■ **WHAT YOU NEED TO DO**
Please rewrite the data below with every "point it out" swapped for "mark it", leaving everything else unchanged. Omit the pictures from your answer.
* Begin *
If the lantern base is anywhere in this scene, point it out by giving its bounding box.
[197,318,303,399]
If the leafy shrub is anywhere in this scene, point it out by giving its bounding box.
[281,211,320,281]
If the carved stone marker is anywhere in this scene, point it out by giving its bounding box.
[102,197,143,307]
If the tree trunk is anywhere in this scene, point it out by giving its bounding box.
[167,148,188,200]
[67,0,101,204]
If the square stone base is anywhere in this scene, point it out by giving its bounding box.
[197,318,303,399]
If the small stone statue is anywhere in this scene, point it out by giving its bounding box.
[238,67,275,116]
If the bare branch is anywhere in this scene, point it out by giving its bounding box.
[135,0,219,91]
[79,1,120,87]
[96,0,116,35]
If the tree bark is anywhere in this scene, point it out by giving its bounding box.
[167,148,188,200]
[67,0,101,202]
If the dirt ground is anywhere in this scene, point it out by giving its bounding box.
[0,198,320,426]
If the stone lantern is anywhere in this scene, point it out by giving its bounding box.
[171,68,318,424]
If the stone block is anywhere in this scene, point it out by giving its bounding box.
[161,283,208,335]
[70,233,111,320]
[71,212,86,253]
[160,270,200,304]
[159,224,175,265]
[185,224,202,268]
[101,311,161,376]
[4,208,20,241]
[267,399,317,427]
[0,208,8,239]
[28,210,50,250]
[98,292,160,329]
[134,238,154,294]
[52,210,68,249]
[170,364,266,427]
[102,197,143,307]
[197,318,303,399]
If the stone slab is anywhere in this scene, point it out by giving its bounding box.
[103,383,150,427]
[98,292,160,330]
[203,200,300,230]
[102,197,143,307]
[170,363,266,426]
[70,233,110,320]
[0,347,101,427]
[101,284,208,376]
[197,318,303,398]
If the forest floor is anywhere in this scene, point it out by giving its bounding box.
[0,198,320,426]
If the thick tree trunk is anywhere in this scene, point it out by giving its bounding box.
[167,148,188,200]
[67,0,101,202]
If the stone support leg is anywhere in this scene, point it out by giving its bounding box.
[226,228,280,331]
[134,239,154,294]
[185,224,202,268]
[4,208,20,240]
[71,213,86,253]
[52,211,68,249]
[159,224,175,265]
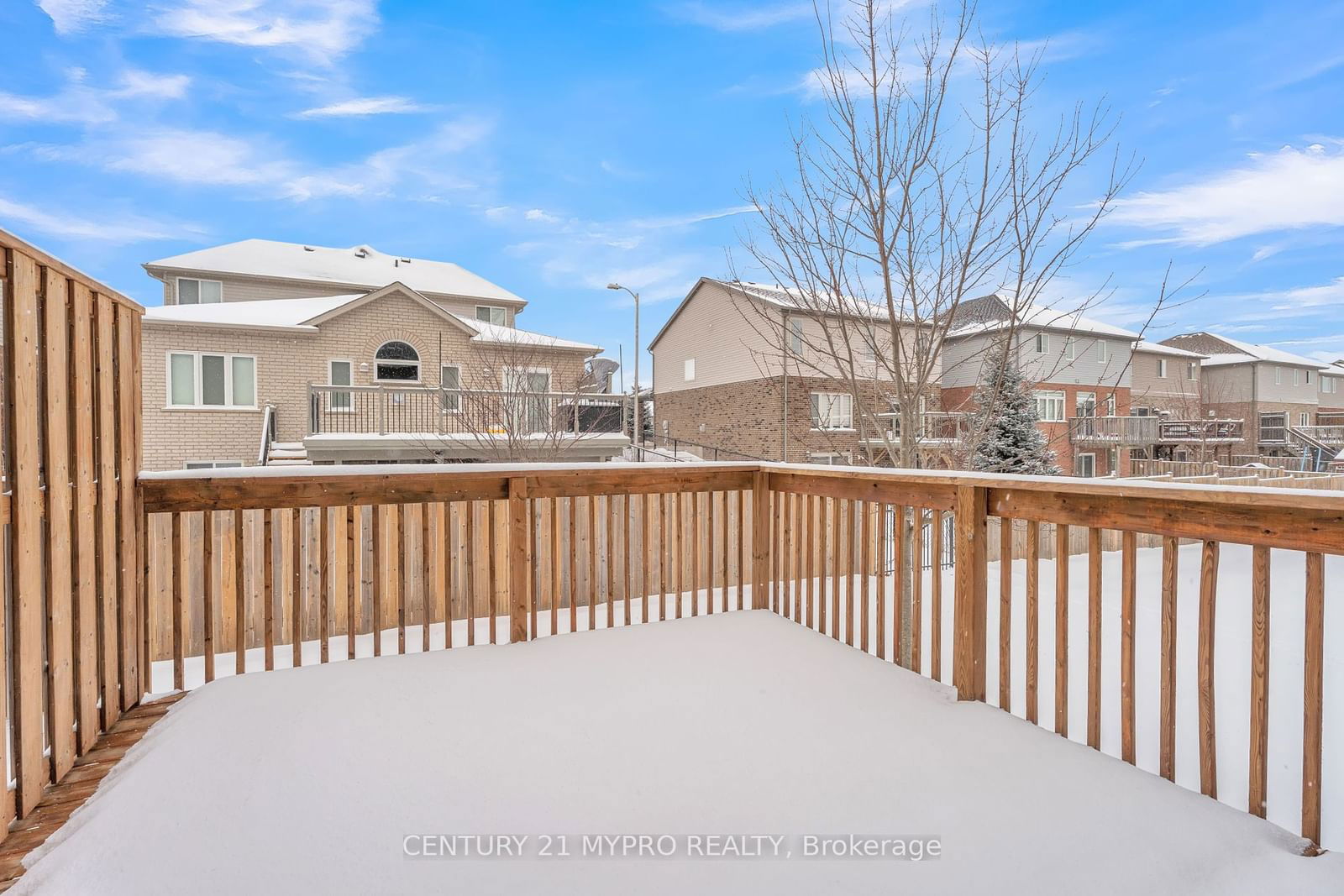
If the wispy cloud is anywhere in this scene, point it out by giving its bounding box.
[294,97,432,118]
[663,0,813,31]
[1107,143,1344,247]
[0,69,191,125]
[36,0,110,35]
[152,0,379,62]
[0,196,191,244]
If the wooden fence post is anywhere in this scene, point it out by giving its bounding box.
[507,475,536,643]
[751,470,770,610]
[951,485,990,701]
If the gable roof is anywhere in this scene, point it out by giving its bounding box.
[144,284,602,354]
[144,239,527,307]
[1172,332,1326,369]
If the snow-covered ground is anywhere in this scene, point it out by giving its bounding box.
[153,544,1344,851]
[15,611,1344,894]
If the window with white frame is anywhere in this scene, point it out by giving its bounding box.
[168,352,257,408]
[438,364,462,411]
[811,392,853,430]
[475,305,508,327]
[1037,390,1064,423]
[808,451,849,466]
[177,277,224,305]
[327,359,354,411]
[374,340,419,383]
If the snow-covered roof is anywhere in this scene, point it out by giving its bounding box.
[1134,341,1208,359]
[144,287,602,354]
[1188,333,1326,369]
[948,307,1138,340]
[145,239,527,305]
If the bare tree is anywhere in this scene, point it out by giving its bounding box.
[744,0,1131,661]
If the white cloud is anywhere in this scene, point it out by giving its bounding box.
[36,0,108,34]
[0,196,186,244]
[1107,144,1344,247]
[153,0,378,62]
[296,97,430,118]
[664,0,813,31]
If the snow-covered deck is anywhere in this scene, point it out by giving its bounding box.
[15,611,1344,893]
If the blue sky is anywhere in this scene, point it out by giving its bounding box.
[0,0,1344,379]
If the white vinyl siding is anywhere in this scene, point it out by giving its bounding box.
[1037,391,1064,423]
[177,277,224,305]
[811,392,853,430]
[168,352,257,410]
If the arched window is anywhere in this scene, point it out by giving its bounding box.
[374,340,419,383]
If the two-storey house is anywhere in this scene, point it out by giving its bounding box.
[143,239,629,469]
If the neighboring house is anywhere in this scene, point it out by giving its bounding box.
[143,239,629,469]
[1163,332,1326,461]
[942,296,1138,475]
[649,278,937,464]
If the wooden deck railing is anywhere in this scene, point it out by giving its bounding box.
[141,464,1344,842]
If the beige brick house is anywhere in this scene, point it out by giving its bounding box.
[143,240,629,469]
[1163,332,1344,469]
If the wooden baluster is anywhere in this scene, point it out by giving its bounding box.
[1246,544,1270,818]
[1302,553,1326,844]
[200,511,222,683]
[1087,528,1100,750]
[1026,520,1040,724]
[1055,522,1068,737]
[1158,537,1178,780]
[999,517,1012,712]
[1120,532,1138,766]
[233,511,247,676]
[1199,542,1218,799]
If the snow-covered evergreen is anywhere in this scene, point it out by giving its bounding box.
[970,347,1060,475]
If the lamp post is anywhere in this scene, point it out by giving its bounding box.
[606,284,643,461]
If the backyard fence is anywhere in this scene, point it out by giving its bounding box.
[0,230,145,837]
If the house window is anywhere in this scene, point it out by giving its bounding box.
[177,277,224,305]
[168,352,257,408]
[1074,454,1097,477]
[374,340,419,383]
[1037,391,1064,423]
[811,392,853,430]
[327,360,354,411]
[475,305,508,327]
[438,364,462,411]
[808,451,849,466]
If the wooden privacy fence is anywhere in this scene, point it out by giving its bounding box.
[0,230,145,836]
[141,464,1344,841]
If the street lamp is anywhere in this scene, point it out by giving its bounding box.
[606,284,643,461]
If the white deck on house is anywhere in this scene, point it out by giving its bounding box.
[13,611,1344,893]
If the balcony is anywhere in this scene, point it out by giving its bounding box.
[304,385,629,464]
[1068,417,1243,446]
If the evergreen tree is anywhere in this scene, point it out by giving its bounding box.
[970,348,1060,475]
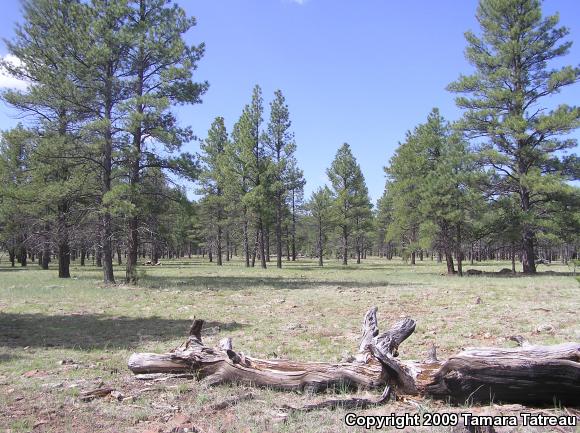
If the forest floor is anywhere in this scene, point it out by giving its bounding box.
[0,257,580,433]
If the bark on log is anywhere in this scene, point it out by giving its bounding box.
[129,307,580,406]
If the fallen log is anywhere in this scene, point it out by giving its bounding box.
[128,307,580,406]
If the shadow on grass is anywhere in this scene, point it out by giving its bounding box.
[463,271,574,278]
[0,353,20,364]
[0,313,246,352]
[139,275,416,290]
* End *
■ **WRITTEN RESPONSE**
If the lantern base is anywhere in this scene, mark it by giving its bounding box.
[197,318,303,399]
If the leafy shrub is anywhere in this scene, mark it by giving its bounding box.
[281,211,320,281]
If the carved stone marker is anywhere in this scene, mark it by giving its bounding box.
[102,197,143,307]
If the tree trunk is anywhere in this scene, mark it by giving its bounding box.
[167,148,188,200]
[67,0,101,204]
If the square stone base is anywhere in this scene, mark it by giving its bounding box.
[197,318,303,399]
If the small stone statue is anywhere in this scene, mark it by giving its bounding box.
[238,67,275,116]
If the bare branch is anywhere in this scene, mark it by giving its bounding box.
[135,0,219,91]
[79,1,120,87]
[96,0,116,35]
If the tree bark is anywhere in this scene, mark it by giving its bounding box.
[167,148,188,200]
[67,0,101,202]
If the dirt ground is anywhere in this scene, mark it by giving its bounding box.
[0,198,320,426]
If the stone lantern is anywhere in this scene, mark it by giving its bounding box.
[171,68,318,424]
If the stone block is anywhere in this scene, mark it by giving its bounding box.
[161,283,208,335]
[70,233,111,320]
[71,212,86,253]
[160,270,200,304]
[159,224,175,265]
[185,224,202,268]
[101,311,161,376]
[4,208,20,241]
[267,399,317,427]
[0,208,8,239]
[28,210,50,250]
[98,292,160,329]
[134,238,154,294]
[52,210,68,249]
[170,364,266,427]
[102,197,143,307]
[197,318,303,399]
If the stone slab is anywhere in this scene, mark it by giving its bounding box.
[103,383,150,427]
[98,292,160,330]
[203,200,300,230]
[102,197,143,307]
[170,363,266,426]
[70,233,110,320]
[0,347,101,427]
[101,284,208,376]
[197,318,303,398]
If the forest floor is anywhere in this scene, mark it by giving its bounding box.
[0,198,320,426]
If the thick tree trunk is anywhere in this scene, mark it by giving its bounding box.
[167,148,188,200]
[67,0,101,202]
If the stone support leg is anywhere in this scene, mark it by giving its bounding box.
[226,228,280,331]
[134,239,154,294]
[185,224,202,268]
[4,208,20,240]
[71,213,86,253]
[52,211,68,249]
[159,224,175,265]
If the wispy cloud is anywhere in this scene, mark it by giving its bounding box.
[294,97,432,118]
[663,0,813,31]
[1107,143,1344,247]
[0,69,191,125]
[36,0,110,35]
[152,0,379,62]
[0,196,191,244]
If the wooden fence post is anywhere in this scene, mark it by giving its bounding box.
[507,475,536,643]
[751,470,770,610]
[951,485,990,701]
If the gable roof is anywhere in this scene, mark it by giving its bounding box.
[144,284,602,354]
[144,239,527,307]
[1172,332,1326,369]
If the snow-covered ground is anywhere in this scene, mark it by giving its bounding box.
[153,544,1344,851]
[15,611,1344,894]
If the window with white frame is anywhere in this scene, mark it by giving its bounding box.
[168,352,257,408]
[438,364,462,411]
[811,392,853,430]
[475,305,508,327]
[1037,390,1064,423]
[808,451,849,466]
[177,277,224,305]
[327,359,354,411]
[374,340,419,383]
If the snow-covered roof is anywhere in this scene, mark it by giving its bounding box.
[1134,341,1208,359]
[144,287,602,354]
[1188,333,1326,369]
[948,307,1138,340]
[145,239,527,305]
If the bare tree is anywhere in this scene, mark it by giving its bounding box.
[744,0,1131,661]
If the white cloud is anywhere in this scene, mark it by giving its bounding box.
[36,0,108,34]
[0,196,186,244]
[1107,144,1344,247]
[153,0,378,62]
[296,97,430,118]
[664,0,813,31]
If the snow-covered deck is anywhere in this scene, mark it by giving its bounding box.
[15,611,1344,893]
If the blue sky is anywhere in this scene, mark it by giving its bounding box.
[0,0,1344,379]
If the white vinyl siding is anywhere in this scene, mark it by giving its bounding box.
[1037,391,1064,423]
[177,277,224,305]
[811,392,853,430]
[168,352,257,410]
If the arched window is anywhere in this scene, mark it by giving its bounding box.
[374,340,419,383]
If the two-storey house is anywhere in this scene, mark it by giving its bounding box.
[143,239,629,469]
If the neighboring house is anywhere in this scene, mark it by giving its bounding box.
[143,239,629,469]
[1163,332,1326,461]
[942,296,1138,475]
[649,278,937,464]
If the wooden deck railing is anywhere in this scene, mark it by giving its bounding box.
[141,464,1344,842]
If the beige brick house is anywhere in this scene, mark it by giving its bounding box.
[143,240,629,469]
[1163,332,1344,469]
If the wooden baluster is anywhere in this scene, mark it by giving its bounding box.
[1246,544,1270,818]
[1302,553,1326,844]
[200,511,222,683]
[1087,528,1100,750]
[1026,520,1040,724]
[1055,522,1068,737]
[1158,537,1178,780]
[999,517,1012,712]
[1120,532,1138,766]
[233,511,247,676]
[1199,542,1218,799]
If the snow-covered evergreen is anywhere in this scene, mark it by giving its bounding box.
[970,347,1060,475]
If the lamp post is anywhere in this scene, mark it by giving its bounding box.
[606,284,643,461]
If the backyard fence is anywhere in this scene, mark it by giving its bounding box.
[0,230,145,837]
If the house window is anywhere in this scene, mark it by giving its bounding box.
[177,277,224,305]
[168,352,257,408]
[1074,454,1097,477]
[374,340,419,383]
[1037,391,1064,423]
[811,392,853,430]
[327,360,354,411]
[475,305,508,327]
[438,364,462,411]
[808,451,849,466]
If the wooden privacy fence is anywhere in this scene, mark it by giving its bounding box.
[0,230,145,836]
[141,464,1344,841]
If the street lamp is anywhere in this scene, mark it by giving its bounding box.
[606,284,643,461]
If the white deck on house is anywhere in this scene, mark it by giving its bounding box.
[13,611,1344,893]
If the balcony is anywhere in this scene, mark it by giving its bounding box.
[304,385,629,464]
[1068,417,1243,446]
If the evergreen tree is anywhere in this scene, mark it by giving its bounding box.
[970,348,1060,475]
If the forest floor is anywhere in this scene, mark it by giving its bounding box.
[0,257,580,433]
If the bark on log is anywhere in this scene, mark it by giving its bounding box.
[129,307,580,406]
If the fallen log is anywhere in this scene, mark it by giving its bounding box.
[128,307,580,406]
If the shadow on grass is anywhere in this scene, mark it by giving its bounding box.
[463,271,574,278]
[0,353,20,364]
[0,313,246,352]
[139,275,416,290]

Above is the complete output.